A dieci anni dall’esordio della Traviata “alla turca” firmata dal cineasta Ferzan Özpetek, nonché sfogliando le diverse riprese, difficile ritrovare sul palcoscenico del Teatro San Carlo di Napoli una Violetta che riesca a tener testa e ugola con debita procacia scenica e prorompente fisionomia lirico-drammatica a quell’ormai lontano varo di ruolo e allestimento scolpito con vivo successo all’epoca dal soprano Carmen Giannattasio. Da allora, fungendo da trampolino di prova a tante interpreti per svariati motivi rimaste sostanzialmente estranee al personaggio, è sempre mancato qualcosa alla pur bella ed esotica Parigi fatta di sete pregiate e tappeti lussuosi, di arredi orientali e narghilè ideata dal pluripremiato regista di tante celebri pellicole (dalle Fate ignoranti e dalle Mine vaganti alla Napoli velata e alla Dea fortuna) per reinventare, accanto allo scenografo Dante Ferretti e al costumista Alessandro Lai, un primo Novecento iper sensuale per il più gettonato dei capolavori di Verdi.
Così, se non di più, anche stavolta al di là dei consensi del pubblico sperticati e di una indiscutibile tenuta d’assieme, latitante ci è parsa la definizione di molti dettagli, sia nella centratura e finitura canora (nessuno è arrivato a bucare più di tanto la quarta parete) sia per il lavoro in buca ancorato a una mera potenza sonora di superficie, con linee musicali staccate dal podio a gran velocità e spinte per netti contrasti lungo l’intero eppur variegato arco della partitura. Il tutto a fronte di un intatto e ancora efficacissimo contenitore scenico-registico che ambienta il primo atto in un elegante salone franco-turco, il secondo in un assai suggestivo giardino interno con tende a vela (primo quadro) e con apertura su un’immensa scalinata per il quadro secondo, il terzo focalizzato a luce bianca fondente sul solo letto di morte (eccessivo resta comunque il conato di sangue) stretto fra il buio di una camera oscura, quella dell’anima, attraverso cui si intravedono a flash le reazioni al capezzale dei vari astanti.
Intanto nel rispetto degli spettatori della seconda recita, sulla base di quanto diversamente programmato e rimasto in cartellone ma non sul sito cambiato al volo, corre l’obbligo di riportare la non piacevole sorpresa della sostituzione neanche annunciata in sala della protagonista Pretty Yende (nelle news sempre online si leggerà a seguire “a causa di un’improvvisa indisposizione”) con l’interprete del secondo cast, Claudia Pavone, appresa direttamente guardando attoniti (e per un attimo convinti di aver sbagliato data) il caratteristico, gigantesco video ritratto realizzato da Luciano Romano in apertura d’opera. Con buona pace della curiosità critica per quel che avremmo ascoltato nel bene o nel male dalla belcantista sudafricana Yende, si è pertanto assistito a una riformulazione del gioco delle parti essendo la Pavone nelle recite a seguire abbinata ad altre voci.

| DATI FORNITI |
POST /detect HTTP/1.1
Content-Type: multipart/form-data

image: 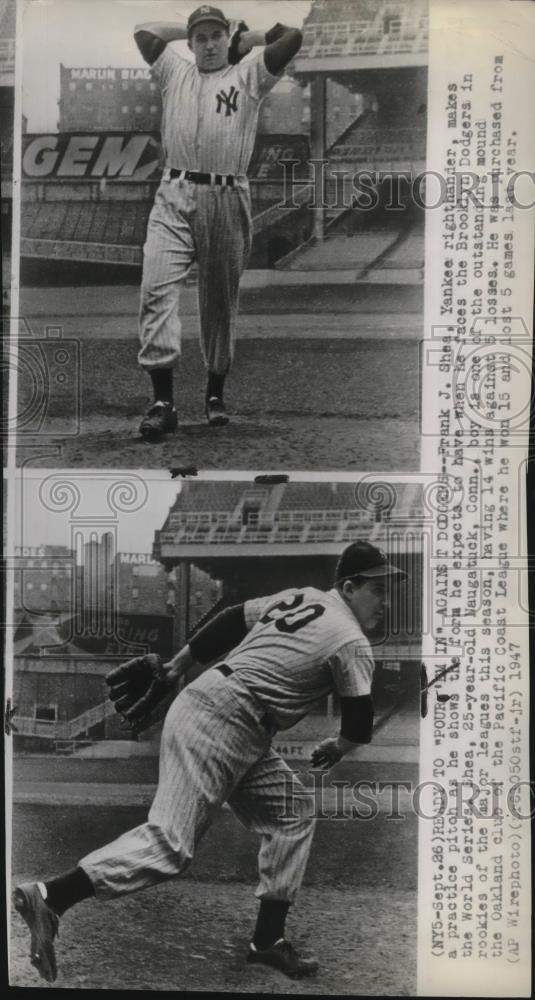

| COMPITO ASSEGNATO 1 |
Per ciascuna di queste affermazioni, indica se concorda con il testo sulla Traviata al San Carlo. Rispondi sì o no e cita le parole del testo che lo dimostrano. (a) La regia dell'allestimento è di Ferzan Özpetek. (b) Il secondo atto è ambientato in un elegante salone franco-turco. (c) La sostituzione di Pretty Yende è stata annunciata in sala.
| COMPITO ASSEGNATO 2 |
Secondo il testo sulla Traviata al San Carlo, chi ha realizzato il gigantesco video ritratto che compare in apertura d'opera?
| COMPITO ASSEGNATO 3 |
Elenca tutti i film di Özpetek citati nel testo sulla Traviata al San Carlo.

| RISPOSTA 1 |
(a) Sì: "firmata dal cineasta Ferzan Özpetek".
(b) No: "ambienta il primo atto in un elegante salone franco-turco".
(c) No: "sostituzione neanche annunciata in sala della protagonista Pretty Yende".

| RISPOSTA 2 |
Luciano Romano.

| RISPOSTA 3 |
Fate ignoranti, Mine vaganti, Napoli velata, Dea fortuna.